→ **Excerpt to read**:
↓

Links to things mentioned in the episode
Marguerite Meller: https://en.wikipedia.org/wiki/Marguerite_Alibert
Duke of Windsor: https://en.wikipedia.org/wiki/Marguerite_Alibert
Wallis Simpson: https://en.wikipedia.org/wiki/Wallis_Simpson
Shepheard’s Hotel
https://en.wikipedia.org/wiki/Shepheard%27s_Hotel
Elizabeth Peter’s Amelia Peabody Mysteries:
https://www.goodreads.com/series/40876-amelia-peabody
Elizabeth Peters: https://en.wikipedia.org/wiki/Barbara_Mertz
Special Air Service History: https://en.wikipedia.org/wiki/History_of_the_Special_Air_Service
The Cartiers: the Untold Family History by Francesca Cartier Brickell:
https://www.penguinrandomhouse.com/books/588686/the-cartiers-by-francesca-cartier-brickell/
Cartier designers: https://www.madridluxurydistrict.com/en/asociado/cartier-2/
Paddy Bennett: Ian Fleming’s Secretary, the model for Miss Moneypenny:
https://en.wikipedia.org/wiki/Paddy_Ridsdale
Mick Herron: https://www.mickherron.com/
Slow Horses: https://www.mickherron.com/titles/mick-herron-6/slow-horses/9781399803052/
Natasha Lester: The Disappearance of Astrid Bricard:
https://www.goodreads.com/?ref=nav_hom
Where to find Christine Wells online
Website: Christine-wells.com
Facebook: @christinewellsAuthor
Instagram: @christinewells
Introducing historic fiction author Christine Wells
But now here’s Christine. Hello there, Christine. And welcome to the show. It’s great to have you with us.
Christine Wells: Hi Jenny, thanks so much for having me.
Jenny Wheeler: The last time we talked together on Binge Reading was in May, 2020, and a tremendous amount of stuff has happened since then, including a pandemic.
At that time, you were writing about World War II women spies, and this latest book changes things up a bit, doesn’t it? It’s not about spies anymore. It’s about possible secrets in the royal Windsor family.
Tell us a little bit about The Royal Windsor Secret.
Christine Wells: The Royal Windsor Secret is a story about Cleo Davenport, a young woman who’s grown up in Cairo in Egypt, who lives at the luxurious Shepheard’s Hotel. And she comes to believe that she is the secret illegitimate daughter of Edward VIII, who abdicated the throne to marry Wallis Simpson. And so, she goes on a quest to find her true parents.
There’s also a thread about jewellery and Cleo’s love for jewellery. Of course, Wallis Simpson loves jewellery too. That plays a big part in it. Cleo wants to design, to be a jewellery designer. So that’s another thread to the story.
Jenny Wheeler: Fantastic. Now you take some early true events in the Prince of Wales’s life, and then you add a little bit of your own speculation to those events, don’t you? Tell us a bit about how you wove fact and fiction into your story.
Christine Wells: Well, a little bit of a kernel of an idea came to me when a friend said that one royal personage, I think it was Edward VIII, had been out west in Queensland as part of their early Commonwealth visits.
The young royals would come out to Australia for a while, and there were an awful lot of children born to families in that region who looked very much like Edward VIII. the Duke of Windsor.
And that, that set a little kernel of “what if” in my mind.
Enter Marguerite, the French courtesan
But the early events you’re referring to, the Duke of Windsor, who was the Prince of Wales at the time, was stationed in France in World War I, and probably his first real affair as such was with a French courtesan called Marguerite Meller, as she was at the time.

↑

→ **What is being asked**:
Answer these questions using the interview excerpt above.
(a) In which hotel does Cleo Davenport live?
(b) In what month and year did Christine Wells last talk with Jenny Wheeler on Binge Reading?
(c) What name did the French courtesan the Prince of Wales had an affair with go by at the time?

→ **Record set**:
↓

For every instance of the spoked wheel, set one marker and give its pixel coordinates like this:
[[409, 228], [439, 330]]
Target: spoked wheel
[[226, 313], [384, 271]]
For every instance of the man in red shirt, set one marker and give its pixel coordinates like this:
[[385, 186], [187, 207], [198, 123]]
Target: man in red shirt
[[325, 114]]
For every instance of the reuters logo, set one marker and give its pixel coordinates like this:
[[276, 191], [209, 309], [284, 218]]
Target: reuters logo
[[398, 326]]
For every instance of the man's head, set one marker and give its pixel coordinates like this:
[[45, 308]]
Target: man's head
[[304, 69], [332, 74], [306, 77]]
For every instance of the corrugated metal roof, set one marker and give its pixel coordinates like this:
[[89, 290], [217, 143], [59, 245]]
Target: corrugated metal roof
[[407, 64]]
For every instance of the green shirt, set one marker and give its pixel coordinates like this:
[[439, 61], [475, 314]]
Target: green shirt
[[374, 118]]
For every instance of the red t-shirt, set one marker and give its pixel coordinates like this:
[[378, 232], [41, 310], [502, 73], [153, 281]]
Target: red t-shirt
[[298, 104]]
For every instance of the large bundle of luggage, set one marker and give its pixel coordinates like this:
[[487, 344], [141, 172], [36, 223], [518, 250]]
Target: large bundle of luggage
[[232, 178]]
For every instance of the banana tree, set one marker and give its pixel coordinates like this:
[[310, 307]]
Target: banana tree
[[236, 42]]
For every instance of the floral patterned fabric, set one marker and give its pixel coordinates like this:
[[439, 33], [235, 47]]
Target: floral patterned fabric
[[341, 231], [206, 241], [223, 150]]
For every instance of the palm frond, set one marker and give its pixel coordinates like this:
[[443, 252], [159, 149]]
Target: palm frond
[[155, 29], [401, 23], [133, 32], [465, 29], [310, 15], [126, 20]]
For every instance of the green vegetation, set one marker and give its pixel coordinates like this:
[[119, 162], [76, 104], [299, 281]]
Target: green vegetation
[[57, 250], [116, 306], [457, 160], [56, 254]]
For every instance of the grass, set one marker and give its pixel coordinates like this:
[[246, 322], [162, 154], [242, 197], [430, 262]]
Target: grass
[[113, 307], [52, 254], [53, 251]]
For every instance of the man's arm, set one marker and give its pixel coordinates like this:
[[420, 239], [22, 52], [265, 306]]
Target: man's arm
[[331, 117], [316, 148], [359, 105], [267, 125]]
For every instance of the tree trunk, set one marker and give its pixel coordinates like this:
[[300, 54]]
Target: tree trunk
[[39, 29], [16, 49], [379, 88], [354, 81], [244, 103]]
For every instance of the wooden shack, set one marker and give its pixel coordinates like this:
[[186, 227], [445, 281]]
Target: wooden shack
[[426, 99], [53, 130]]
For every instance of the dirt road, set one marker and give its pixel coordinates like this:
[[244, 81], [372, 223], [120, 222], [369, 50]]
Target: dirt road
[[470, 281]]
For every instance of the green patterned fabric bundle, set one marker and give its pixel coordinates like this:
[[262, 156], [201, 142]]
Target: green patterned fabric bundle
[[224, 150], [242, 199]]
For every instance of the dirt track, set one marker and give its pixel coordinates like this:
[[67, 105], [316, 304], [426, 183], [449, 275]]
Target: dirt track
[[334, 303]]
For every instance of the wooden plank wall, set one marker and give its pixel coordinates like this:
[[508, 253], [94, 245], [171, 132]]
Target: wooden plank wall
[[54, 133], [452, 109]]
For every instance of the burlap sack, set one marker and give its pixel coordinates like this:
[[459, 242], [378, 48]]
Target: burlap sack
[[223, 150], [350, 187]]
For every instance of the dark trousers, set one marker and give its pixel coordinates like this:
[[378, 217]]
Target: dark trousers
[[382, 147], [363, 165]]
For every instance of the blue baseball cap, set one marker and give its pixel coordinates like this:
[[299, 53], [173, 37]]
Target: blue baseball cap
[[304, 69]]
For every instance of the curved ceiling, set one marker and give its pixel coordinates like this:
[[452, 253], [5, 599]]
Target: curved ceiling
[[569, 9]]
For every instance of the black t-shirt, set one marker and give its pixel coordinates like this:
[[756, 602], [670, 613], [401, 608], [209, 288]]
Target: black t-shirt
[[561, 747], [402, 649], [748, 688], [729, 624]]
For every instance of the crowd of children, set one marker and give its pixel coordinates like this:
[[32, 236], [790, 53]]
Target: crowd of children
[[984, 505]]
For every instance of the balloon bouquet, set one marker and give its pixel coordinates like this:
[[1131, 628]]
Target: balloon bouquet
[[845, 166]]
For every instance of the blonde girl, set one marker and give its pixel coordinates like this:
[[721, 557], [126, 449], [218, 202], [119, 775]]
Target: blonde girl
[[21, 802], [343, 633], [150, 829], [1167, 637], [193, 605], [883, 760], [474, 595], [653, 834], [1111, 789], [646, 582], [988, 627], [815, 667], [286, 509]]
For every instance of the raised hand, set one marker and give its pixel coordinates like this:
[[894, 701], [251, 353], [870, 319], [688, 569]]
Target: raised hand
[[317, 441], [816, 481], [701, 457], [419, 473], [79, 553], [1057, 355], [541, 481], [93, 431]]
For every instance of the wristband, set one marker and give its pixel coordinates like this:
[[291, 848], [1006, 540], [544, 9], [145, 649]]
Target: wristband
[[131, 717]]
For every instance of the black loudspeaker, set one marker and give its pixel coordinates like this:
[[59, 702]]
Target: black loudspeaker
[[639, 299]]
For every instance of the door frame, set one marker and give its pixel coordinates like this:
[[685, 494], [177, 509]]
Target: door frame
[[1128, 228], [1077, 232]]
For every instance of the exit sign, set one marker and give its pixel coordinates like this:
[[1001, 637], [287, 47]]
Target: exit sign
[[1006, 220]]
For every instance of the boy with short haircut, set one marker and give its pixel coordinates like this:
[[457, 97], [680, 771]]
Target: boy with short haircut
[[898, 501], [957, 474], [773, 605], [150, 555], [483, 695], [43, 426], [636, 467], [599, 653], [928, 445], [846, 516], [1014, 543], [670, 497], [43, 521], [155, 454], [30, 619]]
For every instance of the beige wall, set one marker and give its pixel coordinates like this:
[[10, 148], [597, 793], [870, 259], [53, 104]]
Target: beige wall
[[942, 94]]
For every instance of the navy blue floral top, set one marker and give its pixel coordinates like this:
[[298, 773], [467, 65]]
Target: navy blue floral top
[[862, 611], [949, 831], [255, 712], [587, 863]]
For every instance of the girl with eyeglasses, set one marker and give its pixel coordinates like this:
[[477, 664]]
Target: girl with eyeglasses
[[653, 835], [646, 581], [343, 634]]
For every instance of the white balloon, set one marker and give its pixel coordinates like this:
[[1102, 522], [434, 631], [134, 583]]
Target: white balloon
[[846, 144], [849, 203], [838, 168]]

↑

→ **Result of the task**:
(a) Shepheard's Hotel in Cairo.
(b) May 2020.
(c) Marguerite Meller.